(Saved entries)
—————
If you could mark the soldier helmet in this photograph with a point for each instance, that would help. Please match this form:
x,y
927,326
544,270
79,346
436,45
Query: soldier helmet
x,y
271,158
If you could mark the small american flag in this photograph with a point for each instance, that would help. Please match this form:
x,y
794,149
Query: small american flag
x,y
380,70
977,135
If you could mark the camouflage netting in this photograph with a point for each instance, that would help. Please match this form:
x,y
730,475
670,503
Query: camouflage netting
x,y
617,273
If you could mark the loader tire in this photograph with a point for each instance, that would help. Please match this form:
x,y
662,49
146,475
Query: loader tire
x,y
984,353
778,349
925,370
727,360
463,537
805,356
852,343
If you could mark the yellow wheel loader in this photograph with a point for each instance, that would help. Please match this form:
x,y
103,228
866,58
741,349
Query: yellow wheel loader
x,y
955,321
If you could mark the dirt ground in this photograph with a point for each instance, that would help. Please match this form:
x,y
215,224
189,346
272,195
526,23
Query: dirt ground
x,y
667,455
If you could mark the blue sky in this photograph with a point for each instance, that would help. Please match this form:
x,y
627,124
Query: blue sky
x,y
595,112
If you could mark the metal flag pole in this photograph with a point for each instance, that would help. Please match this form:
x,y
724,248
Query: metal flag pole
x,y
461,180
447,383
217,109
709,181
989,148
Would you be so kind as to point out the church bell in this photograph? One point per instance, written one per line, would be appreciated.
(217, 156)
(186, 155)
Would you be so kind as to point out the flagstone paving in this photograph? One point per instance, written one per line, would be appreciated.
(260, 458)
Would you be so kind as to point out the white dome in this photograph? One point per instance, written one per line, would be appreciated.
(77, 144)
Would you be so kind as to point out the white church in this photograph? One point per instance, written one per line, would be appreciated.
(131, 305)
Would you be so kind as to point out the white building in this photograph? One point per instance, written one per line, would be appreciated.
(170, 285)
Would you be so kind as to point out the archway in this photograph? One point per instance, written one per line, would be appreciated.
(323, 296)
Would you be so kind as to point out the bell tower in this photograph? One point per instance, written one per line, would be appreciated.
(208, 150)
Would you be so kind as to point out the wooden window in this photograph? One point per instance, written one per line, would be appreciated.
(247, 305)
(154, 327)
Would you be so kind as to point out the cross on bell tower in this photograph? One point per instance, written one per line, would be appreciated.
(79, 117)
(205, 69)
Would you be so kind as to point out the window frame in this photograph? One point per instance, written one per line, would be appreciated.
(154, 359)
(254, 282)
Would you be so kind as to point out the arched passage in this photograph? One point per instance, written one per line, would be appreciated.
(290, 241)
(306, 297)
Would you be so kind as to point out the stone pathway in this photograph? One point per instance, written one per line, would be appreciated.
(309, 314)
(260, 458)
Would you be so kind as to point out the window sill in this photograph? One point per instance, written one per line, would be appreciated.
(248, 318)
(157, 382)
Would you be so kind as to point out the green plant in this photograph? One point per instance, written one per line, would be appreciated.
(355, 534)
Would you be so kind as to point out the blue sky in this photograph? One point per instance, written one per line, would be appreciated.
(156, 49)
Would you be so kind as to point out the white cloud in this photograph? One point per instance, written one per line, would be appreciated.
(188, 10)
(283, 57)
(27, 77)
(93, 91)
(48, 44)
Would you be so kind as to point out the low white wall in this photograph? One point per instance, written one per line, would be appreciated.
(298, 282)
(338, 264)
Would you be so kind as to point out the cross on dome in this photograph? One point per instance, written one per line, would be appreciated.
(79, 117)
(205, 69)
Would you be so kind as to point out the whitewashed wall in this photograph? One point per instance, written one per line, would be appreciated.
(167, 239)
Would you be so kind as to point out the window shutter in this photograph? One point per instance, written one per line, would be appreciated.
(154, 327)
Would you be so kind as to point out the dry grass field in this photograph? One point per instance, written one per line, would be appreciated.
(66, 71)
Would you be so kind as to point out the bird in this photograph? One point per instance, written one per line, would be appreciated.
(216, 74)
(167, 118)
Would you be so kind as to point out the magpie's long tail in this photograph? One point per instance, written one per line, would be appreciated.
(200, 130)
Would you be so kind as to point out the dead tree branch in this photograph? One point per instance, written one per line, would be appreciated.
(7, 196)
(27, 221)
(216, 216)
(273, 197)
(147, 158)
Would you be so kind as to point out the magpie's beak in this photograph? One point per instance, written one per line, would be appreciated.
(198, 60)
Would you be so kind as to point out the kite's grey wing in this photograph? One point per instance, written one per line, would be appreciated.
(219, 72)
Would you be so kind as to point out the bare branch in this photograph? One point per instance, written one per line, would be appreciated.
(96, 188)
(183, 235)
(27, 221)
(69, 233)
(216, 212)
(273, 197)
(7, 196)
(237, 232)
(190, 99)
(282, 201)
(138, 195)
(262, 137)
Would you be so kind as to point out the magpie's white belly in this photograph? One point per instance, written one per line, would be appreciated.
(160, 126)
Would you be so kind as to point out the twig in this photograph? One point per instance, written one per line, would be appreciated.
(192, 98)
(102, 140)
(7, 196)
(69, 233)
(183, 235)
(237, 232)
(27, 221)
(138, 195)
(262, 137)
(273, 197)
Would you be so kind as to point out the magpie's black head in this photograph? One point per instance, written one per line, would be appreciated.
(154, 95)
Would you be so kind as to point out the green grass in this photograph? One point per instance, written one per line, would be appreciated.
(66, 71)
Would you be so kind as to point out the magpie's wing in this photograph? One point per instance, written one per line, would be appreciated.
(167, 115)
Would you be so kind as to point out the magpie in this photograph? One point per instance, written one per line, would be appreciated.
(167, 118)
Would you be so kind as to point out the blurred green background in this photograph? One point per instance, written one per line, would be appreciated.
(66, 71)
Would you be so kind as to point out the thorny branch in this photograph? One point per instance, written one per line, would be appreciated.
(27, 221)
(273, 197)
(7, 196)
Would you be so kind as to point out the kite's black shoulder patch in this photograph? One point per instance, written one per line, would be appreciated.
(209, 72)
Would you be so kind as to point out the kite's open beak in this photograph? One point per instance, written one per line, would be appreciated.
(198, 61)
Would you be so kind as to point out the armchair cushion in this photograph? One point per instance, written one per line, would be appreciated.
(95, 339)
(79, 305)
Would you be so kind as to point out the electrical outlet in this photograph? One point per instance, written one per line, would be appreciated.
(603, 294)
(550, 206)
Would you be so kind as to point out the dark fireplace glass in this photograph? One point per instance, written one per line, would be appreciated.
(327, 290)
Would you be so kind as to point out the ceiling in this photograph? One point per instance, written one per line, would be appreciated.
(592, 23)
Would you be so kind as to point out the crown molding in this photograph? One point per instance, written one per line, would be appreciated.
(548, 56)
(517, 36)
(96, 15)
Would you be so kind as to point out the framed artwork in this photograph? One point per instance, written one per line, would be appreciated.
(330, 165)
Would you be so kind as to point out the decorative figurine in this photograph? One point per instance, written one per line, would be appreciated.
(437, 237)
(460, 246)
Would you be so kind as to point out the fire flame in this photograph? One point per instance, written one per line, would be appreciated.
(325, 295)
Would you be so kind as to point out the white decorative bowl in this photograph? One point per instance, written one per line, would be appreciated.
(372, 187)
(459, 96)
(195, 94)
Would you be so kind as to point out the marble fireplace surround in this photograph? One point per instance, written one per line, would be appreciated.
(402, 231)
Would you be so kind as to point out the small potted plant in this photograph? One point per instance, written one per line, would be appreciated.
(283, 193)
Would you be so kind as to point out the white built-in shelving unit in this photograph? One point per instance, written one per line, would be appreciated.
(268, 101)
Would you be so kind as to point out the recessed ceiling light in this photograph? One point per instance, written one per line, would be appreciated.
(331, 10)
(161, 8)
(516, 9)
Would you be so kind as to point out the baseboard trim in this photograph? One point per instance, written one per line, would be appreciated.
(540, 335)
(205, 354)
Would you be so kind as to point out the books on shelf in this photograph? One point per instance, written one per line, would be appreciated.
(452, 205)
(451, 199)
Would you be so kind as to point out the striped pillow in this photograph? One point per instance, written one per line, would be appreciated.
—————
*ACTIVITY*
The word "mark" appears in some lines above. Return every one of those lines.

*TASK RESPONSE*
If you could mark the soldier helmet in this photograph with a point for each instance, that would help. Please match this form:
If you could mark the small american flag in this photograph with a point for each instance, that would help. Please match this form:
If you could mark the camouflage netting in this photograph with a point for each instance, that would help. Please match this form:
If you could mark the loader tire in this photograph with a point for each instance, that would help. Please match this form:
If you could mark the yellow wheel loader in this photograph with a point for each instance, that would help. Please match this form:
If you could mark the dirt ground in this photograph with a point for each instance, that would help. Please match this form:
If you could mark the blue sky in this photograph with a point for each instance, that would help. Please match this form:
If you could mark the metal flag pole in this photograph with a point for each instance, that would help. Please match this form:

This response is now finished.